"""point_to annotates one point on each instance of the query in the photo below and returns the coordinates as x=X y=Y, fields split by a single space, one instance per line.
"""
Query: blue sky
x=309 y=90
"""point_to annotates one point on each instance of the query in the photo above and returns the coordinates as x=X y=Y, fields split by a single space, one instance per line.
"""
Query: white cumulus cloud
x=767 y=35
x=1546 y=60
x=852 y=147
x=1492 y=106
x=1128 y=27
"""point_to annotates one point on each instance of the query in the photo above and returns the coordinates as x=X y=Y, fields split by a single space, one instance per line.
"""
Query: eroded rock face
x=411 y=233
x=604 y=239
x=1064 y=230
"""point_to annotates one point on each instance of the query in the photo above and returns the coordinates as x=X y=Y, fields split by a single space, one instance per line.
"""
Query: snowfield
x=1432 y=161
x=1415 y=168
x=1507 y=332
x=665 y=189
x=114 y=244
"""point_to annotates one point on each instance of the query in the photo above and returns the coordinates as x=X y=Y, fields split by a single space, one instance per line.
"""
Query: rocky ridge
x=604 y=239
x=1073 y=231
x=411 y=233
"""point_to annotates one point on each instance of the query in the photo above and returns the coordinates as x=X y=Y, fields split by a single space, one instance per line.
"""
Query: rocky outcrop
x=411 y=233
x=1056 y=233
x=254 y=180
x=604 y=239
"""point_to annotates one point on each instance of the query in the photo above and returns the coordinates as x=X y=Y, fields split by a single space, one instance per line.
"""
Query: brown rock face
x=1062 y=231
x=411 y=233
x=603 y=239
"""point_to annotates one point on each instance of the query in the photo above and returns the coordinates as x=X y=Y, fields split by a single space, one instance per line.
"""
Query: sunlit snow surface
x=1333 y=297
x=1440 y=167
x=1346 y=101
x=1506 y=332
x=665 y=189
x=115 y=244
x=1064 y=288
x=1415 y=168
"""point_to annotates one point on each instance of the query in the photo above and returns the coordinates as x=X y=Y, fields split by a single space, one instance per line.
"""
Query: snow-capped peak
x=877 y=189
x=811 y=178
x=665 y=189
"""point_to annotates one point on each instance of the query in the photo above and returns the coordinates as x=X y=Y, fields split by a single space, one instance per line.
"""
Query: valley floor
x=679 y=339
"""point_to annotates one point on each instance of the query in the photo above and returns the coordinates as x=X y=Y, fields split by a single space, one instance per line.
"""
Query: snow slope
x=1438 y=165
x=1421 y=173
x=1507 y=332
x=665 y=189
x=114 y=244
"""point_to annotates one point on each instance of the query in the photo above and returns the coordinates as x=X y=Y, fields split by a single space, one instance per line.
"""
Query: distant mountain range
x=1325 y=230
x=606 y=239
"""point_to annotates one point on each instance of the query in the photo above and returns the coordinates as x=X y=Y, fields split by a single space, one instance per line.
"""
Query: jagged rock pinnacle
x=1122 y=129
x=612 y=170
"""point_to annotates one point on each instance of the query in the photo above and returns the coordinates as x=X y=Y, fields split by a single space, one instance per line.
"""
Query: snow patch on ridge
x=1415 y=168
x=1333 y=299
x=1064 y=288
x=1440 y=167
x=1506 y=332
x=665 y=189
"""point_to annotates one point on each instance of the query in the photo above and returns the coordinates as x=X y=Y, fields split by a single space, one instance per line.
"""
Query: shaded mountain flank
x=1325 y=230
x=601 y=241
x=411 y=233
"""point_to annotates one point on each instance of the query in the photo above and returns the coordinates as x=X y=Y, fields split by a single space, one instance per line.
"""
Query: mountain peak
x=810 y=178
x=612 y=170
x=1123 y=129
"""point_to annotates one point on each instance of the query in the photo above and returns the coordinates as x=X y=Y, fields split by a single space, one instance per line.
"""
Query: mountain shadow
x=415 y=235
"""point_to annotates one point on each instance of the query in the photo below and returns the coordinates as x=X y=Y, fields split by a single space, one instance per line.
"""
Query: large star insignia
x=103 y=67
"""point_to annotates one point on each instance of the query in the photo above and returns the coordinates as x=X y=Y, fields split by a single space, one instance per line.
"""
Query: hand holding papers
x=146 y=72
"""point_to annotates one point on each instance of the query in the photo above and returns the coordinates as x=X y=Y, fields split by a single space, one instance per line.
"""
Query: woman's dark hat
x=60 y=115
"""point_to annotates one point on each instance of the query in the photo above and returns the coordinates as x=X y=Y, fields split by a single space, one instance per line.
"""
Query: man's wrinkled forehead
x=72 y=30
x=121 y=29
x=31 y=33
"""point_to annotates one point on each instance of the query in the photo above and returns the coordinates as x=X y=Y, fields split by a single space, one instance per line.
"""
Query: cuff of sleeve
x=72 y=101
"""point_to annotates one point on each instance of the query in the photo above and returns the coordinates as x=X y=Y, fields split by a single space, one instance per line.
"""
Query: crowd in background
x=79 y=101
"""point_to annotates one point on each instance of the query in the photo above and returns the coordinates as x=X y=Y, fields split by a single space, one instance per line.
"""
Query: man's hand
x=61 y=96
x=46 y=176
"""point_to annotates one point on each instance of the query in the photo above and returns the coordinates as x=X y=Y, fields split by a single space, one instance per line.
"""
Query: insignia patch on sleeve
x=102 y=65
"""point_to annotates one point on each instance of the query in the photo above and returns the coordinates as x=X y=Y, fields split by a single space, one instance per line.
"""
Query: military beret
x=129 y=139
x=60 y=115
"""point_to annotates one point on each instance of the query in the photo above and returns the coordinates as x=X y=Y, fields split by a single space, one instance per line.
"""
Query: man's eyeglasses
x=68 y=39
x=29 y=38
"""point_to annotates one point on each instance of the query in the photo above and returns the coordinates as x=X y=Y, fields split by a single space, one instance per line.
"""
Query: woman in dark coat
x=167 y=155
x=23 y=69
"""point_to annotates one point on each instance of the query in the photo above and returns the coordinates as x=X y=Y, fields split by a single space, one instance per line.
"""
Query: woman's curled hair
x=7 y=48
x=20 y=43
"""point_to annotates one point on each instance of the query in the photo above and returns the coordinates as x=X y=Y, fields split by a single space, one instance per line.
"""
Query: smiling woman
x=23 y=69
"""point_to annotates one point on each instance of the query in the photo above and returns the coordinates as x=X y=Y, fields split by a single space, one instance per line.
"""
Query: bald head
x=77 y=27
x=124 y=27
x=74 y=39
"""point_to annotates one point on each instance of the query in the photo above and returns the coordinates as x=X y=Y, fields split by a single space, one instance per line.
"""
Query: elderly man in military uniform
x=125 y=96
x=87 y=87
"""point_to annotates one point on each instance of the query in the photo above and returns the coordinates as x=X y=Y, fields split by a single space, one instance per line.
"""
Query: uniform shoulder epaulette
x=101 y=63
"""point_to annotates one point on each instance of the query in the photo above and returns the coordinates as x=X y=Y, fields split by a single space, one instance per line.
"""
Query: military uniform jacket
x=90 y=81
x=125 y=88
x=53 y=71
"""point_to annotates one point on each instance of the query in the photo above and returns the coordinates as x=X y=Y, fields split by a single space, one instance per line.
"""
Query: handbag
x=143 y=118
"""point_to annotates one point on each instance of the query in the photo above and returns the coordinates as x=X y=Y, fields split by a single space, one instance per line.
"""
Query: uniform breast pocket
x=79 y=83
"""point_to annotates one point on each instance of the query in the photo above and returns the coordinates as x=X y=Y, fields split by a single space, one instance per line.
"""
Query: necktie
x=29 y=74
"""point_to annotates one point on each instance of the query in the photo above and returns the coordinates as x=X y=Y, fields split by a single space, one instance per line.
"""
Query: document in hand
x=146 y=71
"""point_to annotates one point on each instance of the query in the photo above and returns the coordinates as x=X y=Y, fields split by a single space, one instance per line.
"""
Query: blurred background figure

What you will do >>
Pull out every line of the records that contains the word "patch".

Task output >>
Query: snow patch on ridge
Query: insignia patch on sleeve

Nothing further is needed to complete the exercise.